++++ Rows ++++

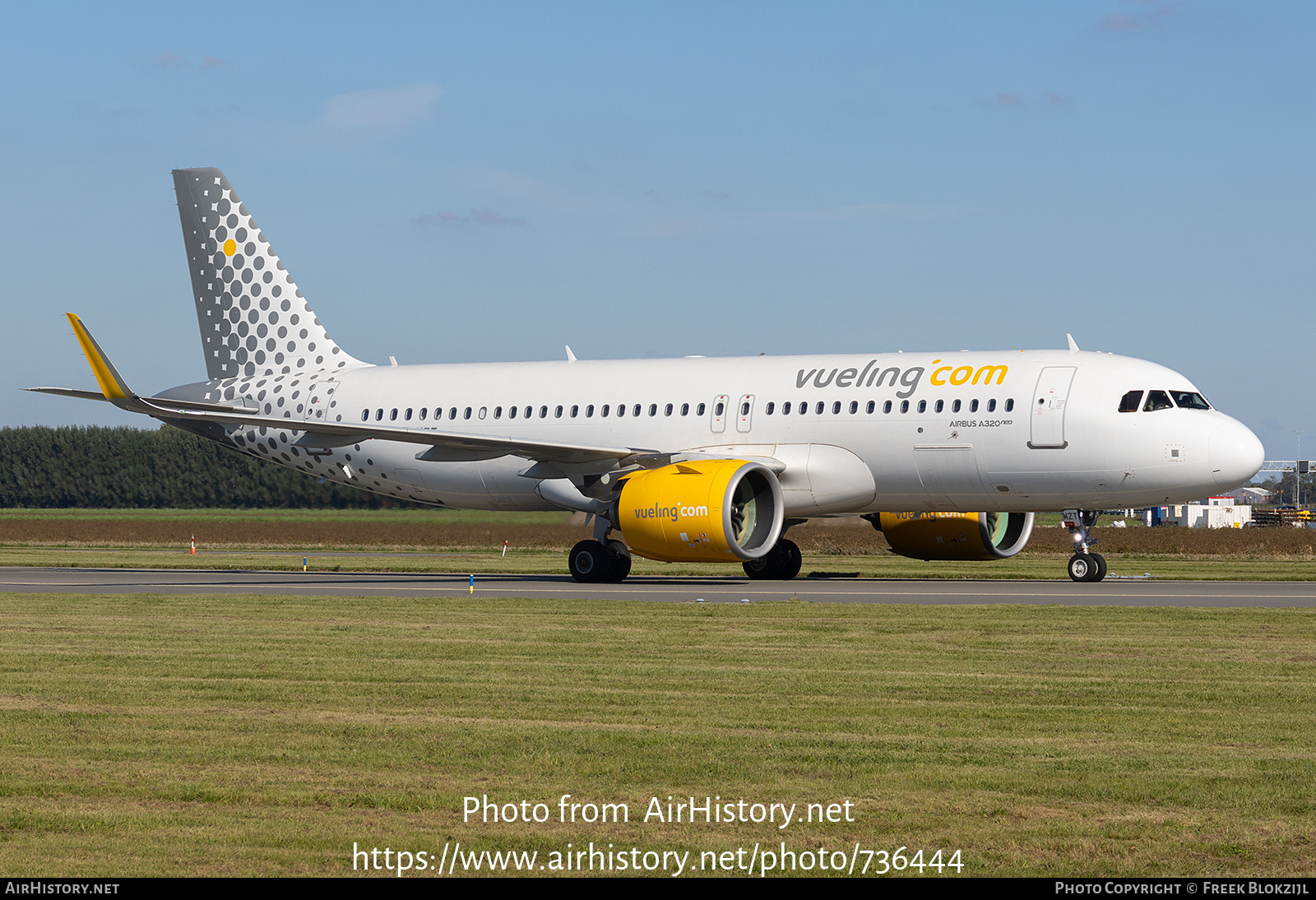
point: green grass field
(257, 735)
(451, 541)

++++
++++ Rows ++++

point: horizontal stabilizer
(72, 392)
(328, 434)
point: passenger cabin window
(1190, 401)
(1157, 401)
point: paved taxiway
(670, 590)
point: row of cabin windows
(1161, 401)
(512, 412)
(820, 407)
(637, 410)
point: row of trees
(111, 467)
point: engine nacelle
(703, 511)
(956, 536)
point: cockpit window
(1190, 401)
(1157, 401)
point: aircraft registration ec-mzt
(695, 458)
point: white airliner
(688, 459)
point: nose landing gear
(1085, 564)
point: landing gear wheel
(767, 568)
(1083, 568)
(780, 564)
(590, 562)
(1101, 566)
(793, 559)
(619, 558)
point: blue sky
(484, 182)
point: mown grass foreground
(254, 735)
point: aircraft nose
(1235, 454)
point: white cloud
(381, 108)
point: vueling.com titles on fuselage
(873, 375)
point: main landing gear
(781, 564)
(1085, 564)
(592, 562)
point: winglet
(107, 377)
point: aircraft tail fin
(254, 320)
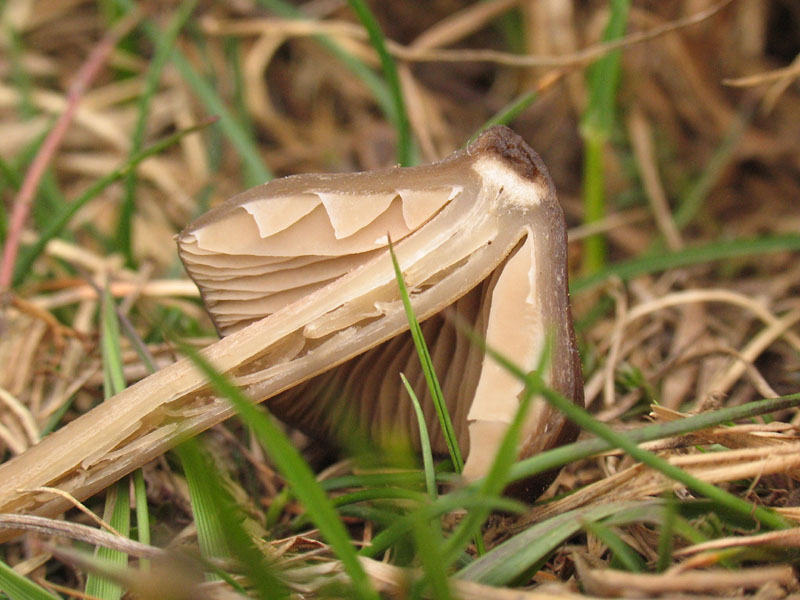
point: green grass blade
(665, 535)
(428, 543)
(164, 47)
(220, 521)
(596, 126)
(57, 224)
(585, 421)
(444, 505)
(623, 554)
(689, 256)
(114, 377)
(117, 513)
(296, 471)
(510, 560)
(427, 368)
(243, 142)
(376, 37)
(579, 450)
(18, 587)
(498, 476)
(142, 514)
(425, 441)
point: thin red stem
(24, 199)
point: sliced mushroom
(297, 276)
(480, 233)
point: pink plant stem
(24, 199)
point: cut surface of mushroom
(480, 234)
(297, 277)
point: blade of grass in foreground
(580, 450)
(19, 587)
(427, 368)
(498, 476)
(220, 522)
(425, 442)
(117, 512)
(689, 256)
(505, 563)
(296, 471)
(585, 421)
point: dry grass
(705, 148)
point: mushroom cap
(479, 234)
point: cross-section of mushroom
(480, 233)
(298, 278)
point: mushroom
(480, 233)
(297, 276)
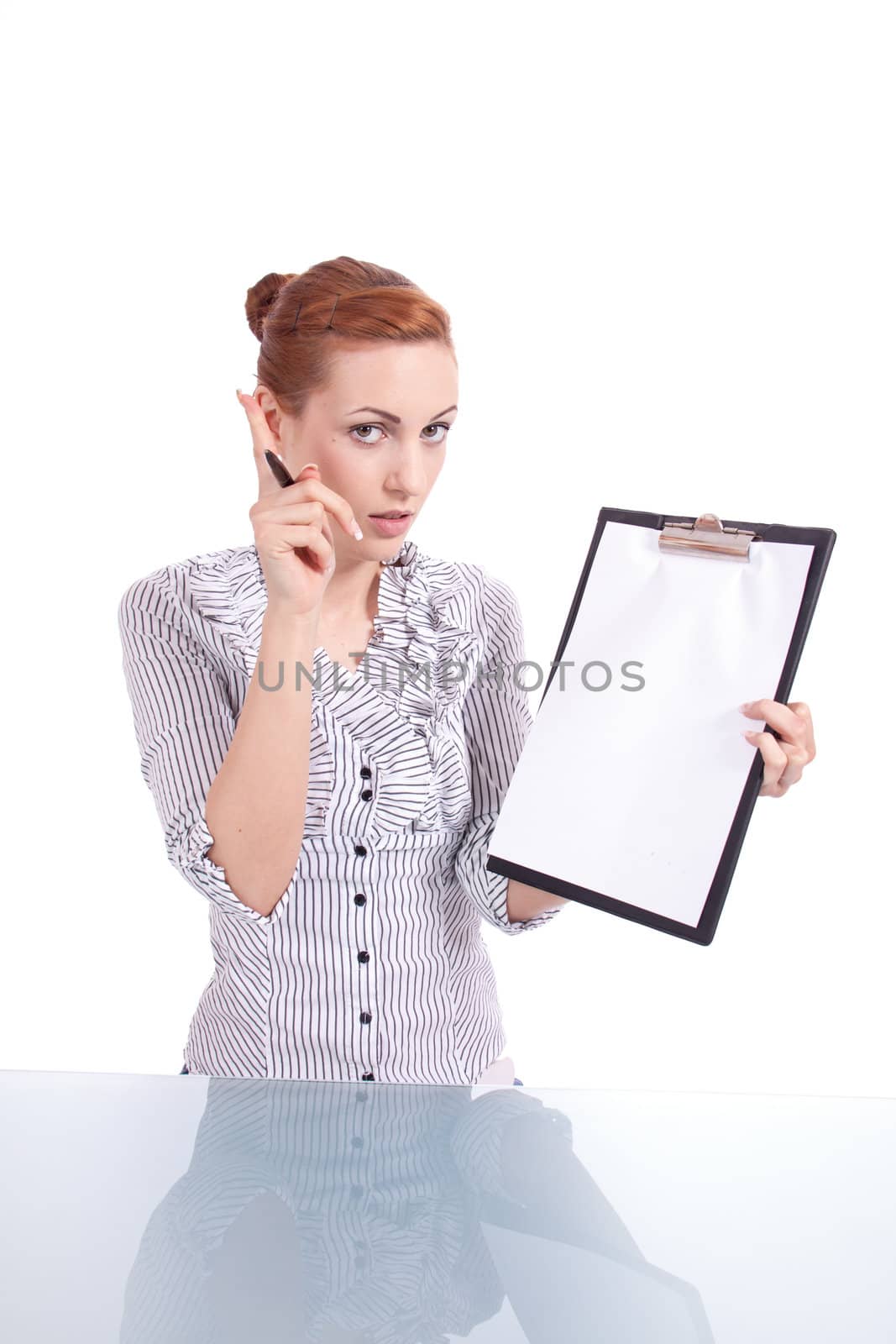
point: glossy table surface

++++
++++ Rows ++++

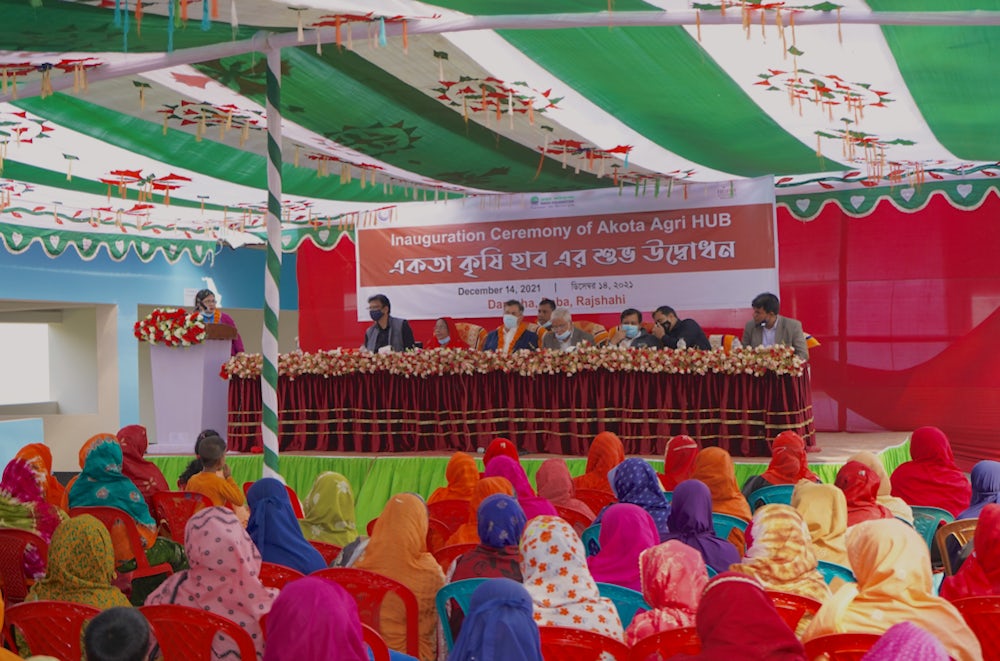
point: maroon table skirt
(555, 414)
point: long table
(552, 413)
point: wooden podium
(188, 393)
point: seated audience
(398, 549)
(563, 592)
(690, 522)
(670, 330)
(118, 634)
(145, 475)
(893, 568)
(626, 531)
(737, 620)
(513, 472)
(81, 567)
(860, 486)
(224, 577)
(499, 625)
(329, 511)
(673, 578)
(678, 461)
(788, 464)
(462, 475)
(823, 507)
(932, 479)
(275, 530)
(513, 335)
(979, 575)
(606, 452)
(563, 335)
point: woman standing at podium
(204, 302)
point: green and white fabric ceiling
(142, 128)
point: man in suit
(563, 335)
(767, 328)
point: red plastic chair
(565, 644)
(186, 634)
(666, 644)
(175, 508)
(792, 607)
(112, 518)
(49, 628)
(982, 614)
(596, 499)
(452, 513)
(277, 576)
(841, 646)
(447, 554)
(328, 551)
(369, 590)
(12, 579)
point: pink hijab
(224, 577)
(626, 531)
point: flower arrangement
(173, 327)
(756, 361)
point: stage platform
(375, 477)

++++

# Task to carry out
Pick out every line in the records above that contains the word "podium" and copy each one. Letter case must match.

# Result of the exercise
point: wooden podium
point: woman standing at podium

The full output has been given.